> **Available records**:
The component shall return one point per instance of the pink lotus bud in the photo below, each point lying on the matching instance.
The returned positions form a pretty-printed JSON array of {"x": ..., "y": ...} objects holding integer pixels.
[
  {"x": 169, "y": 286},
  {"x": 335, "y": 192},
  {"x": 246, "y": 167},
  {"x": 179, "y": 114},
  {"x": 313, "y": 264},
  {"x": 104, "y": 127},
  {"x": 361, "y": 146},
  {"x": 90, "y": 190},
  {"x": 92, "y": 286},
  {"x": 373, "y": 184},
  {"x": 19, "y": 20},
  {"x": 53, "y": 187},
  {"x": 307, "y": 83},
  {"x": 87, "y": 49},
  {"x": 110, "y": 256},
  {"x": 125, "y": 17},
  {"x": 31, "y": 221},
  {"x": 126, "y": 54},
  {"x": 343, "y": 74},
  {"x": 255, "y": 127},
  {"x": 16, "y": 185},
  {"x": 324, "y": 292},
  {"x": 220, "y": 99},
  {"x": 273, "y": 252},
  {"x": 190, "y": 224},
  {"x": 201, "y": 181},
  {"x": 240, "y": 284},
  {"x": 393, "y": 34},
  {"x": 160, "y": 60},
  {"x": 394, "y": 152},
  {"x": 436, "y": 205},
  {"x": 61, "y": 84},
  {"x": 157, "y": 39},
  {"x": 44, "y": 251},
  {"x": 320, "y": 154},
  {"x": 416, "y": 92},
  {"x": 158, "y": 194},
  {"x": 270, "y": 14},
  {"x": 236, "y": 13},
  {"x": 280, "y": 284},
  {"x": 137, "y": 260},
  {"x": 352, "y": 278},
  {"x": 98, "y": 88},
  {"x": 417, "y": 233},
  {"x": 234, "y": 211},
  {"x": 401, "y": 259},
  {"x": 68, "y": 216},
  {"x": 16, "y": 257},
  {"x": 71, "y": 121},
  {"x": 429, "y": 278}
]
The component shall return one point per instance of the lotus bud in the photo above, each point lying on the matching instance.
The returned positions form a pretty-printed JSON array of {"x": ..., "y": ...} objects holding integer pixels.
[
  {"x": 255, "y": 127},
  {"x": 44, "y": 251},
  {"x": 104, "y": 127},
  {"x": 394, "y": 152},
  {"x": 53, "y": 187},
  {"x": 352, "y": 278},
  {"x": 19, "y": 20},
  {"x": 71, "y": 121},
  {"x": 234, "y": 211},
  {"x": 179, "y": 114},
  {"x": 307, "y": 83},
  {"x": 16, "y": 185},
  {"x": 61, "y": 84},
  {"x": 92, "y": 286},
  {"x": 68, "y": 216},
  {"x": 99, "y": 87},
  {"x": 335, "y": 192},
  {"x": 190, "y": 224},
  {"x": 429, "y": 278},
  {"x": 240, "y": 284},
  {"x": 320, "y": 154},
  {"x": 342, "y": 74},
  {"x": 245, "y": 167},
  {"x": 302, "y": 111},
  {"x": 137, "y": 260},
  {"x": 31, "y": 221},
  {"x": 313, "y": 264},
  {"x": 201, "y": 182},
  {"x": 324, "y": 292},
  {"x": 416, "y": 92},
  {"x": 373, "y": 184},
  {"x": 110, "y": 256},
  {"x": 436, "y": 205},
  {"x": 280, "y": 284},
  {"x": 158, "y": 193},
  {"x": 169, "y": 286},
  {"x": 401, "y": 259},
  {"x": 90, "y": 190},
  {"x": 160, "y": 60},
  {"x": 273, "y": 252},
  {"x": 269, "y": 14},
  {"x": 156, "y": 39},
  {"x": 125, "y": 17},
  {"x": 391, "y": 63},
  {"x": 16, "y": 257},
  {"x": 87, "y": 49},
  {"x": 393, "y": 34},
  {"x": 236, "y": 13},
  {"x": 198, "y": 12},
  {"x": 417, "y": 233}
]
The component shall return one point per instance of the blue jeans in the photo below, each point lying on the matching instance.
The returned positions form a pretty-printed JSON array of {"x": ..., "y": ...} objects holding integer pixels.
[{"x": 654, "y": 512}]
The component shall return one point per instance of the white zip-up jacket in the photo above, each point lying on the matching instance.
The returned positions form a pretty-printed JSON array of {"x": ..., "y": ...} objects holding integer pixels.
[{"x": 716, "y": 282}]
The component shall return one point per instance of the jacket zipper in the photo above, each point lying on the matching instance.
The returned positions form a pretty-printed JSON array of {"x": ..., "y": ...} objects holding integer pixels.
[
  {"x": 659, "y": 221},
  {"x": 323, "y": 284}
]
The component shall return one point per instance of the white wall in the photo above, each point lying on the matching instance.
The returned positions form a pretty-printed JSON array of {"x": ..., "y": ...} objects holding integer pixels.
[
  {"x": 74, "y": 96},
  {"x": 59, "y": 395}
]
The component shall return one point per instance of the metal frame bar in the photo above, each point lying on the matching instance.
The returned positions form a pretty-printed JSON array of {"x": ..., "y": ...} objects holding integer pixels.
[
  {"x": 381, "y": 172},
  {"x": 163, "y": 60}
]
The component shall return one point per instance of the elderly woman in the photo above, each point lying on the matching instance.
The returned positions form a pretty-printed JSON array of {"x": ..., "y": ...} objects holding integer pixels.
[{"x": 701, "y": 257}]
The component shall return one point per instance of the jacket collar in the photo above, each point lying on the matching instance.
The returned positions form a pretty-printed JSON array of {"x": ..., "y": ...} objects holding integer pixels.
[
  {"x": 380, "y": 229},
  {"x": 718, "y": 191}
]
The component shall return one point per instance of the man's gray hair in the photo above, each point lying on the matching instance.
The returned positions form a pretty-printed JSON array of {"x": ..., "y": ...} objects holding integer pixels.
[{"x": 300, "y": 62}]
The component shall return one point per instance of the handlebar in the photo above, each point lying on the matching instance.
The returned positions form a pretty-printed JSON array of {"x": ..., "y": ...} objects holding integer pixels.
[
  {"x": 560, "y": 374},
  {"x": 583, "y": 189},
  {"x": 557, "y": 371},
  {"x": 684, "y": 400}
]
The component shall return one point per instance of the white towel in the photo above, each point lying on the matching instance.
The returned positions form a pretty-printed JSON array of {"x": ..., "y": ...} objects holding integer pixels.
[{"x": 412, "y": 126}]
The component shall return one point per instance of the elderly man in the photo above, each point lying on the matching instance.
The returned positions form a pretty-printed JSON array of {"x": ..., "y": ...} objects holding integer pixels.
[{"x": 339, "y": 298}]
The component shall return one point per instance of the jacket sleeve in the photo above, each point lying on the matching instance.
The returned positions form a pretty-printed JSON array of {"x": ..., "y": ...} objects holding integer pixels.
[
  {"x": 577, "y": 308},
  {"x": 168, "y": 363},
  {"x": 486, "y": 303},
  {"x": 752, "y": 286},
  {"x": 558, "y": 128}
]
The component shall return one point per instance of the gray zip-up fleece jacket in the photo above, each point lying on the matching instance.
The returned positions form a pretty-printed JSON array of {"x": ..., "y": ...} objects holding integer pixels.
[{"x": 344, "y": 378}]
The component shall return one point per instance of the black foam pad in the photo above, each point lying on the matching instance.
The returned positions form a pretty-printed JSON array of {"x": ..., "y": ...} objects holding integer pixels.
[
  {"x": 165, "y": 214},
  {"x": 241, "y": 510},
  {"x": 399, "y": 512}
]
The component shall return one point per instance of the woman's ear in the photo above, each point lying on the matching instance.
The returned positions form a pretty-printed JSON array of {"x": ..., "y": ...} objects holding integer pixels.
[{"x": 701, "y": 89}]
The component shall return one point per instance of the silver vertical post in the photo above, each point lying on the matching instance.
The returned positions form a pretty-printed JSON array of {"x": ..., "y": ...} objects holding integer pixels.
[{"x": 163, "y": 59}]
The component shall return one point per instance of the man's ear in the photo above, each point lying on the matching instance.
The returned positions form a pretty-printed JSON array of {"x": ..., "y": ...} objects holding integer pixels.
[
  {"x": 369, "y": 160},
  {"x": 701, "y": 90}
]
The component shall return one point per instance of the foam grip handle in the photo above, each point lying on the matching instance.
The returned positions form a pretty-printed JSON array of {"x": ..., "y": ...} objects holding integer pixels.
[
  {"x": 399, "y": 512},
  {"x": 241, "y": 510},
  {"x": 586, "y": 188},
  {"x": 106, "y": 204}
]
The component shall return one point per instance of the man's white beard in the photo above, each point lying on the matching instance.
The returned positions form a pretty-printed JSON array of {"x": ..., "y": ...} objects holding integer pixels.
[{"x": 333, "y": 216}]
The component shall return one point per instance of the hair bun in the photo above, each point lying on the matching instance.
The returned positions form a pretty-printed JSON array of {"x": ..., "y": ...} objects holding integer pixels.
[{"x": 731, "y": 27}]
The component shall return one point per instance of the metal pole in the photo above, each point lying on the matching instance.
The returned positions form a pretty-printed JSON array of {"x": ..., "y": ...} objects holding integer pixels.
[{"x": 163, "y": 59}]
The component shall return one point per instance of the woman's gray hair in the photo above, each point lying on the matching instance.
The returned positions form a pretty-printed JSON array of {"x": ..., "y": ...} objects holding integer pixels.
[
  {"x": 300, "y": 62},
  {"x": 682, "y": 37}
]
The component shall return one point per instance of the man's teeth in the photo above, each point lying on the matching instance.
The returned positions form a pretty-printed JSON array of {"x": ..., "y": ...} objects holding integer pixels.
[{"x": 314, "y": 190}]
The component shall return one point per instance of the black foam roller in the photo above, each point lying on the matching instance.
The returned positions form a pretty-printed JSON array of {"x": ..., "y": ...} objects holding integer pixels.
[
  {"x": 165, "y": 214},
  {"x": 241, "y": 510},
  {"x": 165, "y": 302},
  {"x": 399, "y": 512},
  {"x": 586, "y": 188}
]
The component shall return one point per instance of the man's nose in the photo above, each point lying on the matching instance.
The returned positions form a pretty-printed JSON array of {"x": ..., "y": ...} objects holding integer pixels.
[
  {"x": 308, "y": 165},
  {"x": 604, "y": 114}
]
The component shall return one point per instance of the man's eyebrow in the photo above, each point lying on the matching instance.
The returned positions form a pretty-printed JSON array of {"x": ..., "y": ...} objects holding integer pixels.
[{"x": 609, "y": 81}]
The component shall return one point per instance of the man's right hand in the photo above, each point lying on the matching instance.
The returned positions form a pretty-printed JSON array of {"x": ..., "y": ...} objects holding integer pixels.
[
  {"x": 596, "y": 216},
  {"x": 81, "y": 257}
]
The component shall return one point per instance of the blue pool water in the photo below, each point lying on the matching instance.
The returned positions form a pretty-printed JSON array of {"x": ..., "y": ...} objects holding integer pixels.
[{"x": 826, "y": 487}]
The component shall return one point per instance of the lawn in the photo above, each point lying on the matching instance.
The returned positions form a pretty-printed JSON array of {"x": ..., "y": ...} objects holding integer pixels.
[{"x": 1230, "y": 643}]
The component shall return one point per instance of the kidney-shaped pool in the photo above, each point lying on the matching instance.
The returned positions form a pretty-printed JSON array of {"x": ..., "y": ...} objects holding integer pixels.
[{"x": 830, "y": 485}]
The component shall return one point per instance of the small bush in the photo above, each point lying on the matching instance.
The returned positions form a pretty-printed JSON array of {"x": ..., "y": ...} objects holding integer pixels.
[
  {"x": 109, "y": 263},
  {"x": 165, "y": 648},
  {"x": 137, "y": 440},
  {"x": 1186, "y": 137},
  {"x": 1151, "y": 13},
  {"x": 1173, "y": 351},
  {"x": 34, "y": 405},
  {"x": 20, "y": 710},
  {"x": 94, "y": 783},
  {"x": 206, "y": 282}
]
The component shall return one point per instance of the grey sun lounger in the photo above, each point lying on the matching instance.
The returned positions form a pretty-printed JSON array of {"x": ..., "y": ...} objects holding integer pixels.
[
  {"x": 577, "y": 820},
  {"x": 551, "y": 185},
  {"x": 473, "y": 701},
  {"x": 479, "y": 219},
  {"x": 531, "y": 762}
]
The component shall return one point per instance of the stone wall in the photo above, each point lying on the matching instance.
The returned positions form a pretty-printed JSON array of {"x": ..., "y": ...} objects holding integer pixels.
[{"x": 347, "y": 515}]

> **Given task**:
Every line from the one containing "the blue pool" through the last line must be copied exactly; leave out the rest.

> **Answer to the problem**:
The component shall return one point per instance of the blue pool water in the photo below, each point lying on the matching instance.
The returned positions form a pretty-printed JSON array of {"x": ..., "y": ...} objects holding integer pixels.
[{"x": 826, "y": 487}]
The component shall return one point per instance of the lawn in the photo above, each point lying on the matching instance.
The returned positions form a pretty-printed JSON array of {"x": ..., "y": ...} objects holding integer pixels.
[{"x": 1230, "y": 643}]
The component shall return one point per instance of the kidney-shaped pool in the photo above, each point lying on the matching instance.
The returned positions form a pretty-printed JSON array of {"x": ..., "y": ...} objects holding integer pixels.
[{"x": 830, "y": 485}]
The component shall return one point per instance of the small bush in the photo above, each point lying on the matching instance.
The returned positions form a pretty-printed JSON array of {"x": ..., "y": ...} objects holding integer pixels.
[
  {"x": 109, "y": 263},
  {"x": 165, "y": 648},
  {"x": 137, "y": 440},
  {"x": 1186, "y": 137},
  {"x": 1151, "y": 13},
  {"x": 1173, "y": 351},
  {"x": 34, "y": 405},
  {"x": 20, "y": 710},
  {"x": 94, "y": 783},
  {"x": 206, "y": 282}
]
The component shall return one point per instance of the grey sun lounger in the photo above, each point lying on the matching instance.
The returned positions form a pretty-printed JSON array of {"x": ..., "y": ...} objects holding integer pixels.
[
  {"x": 577, "y": 820},
  {"x": 551, "y": 185},
  {"x": 473, "y": 701},
  {"x": 479, "y": 219},
  {"x": 531, "y": 762}
]
The component shall return one point per instance of the stone wall in the photo above, each point lying on the matching instance.
The returned positions form a pretty-printed JSON array of {"x": ..., "y": ...} objects holding integer pixels.
[{"x": 347, "y": 515}]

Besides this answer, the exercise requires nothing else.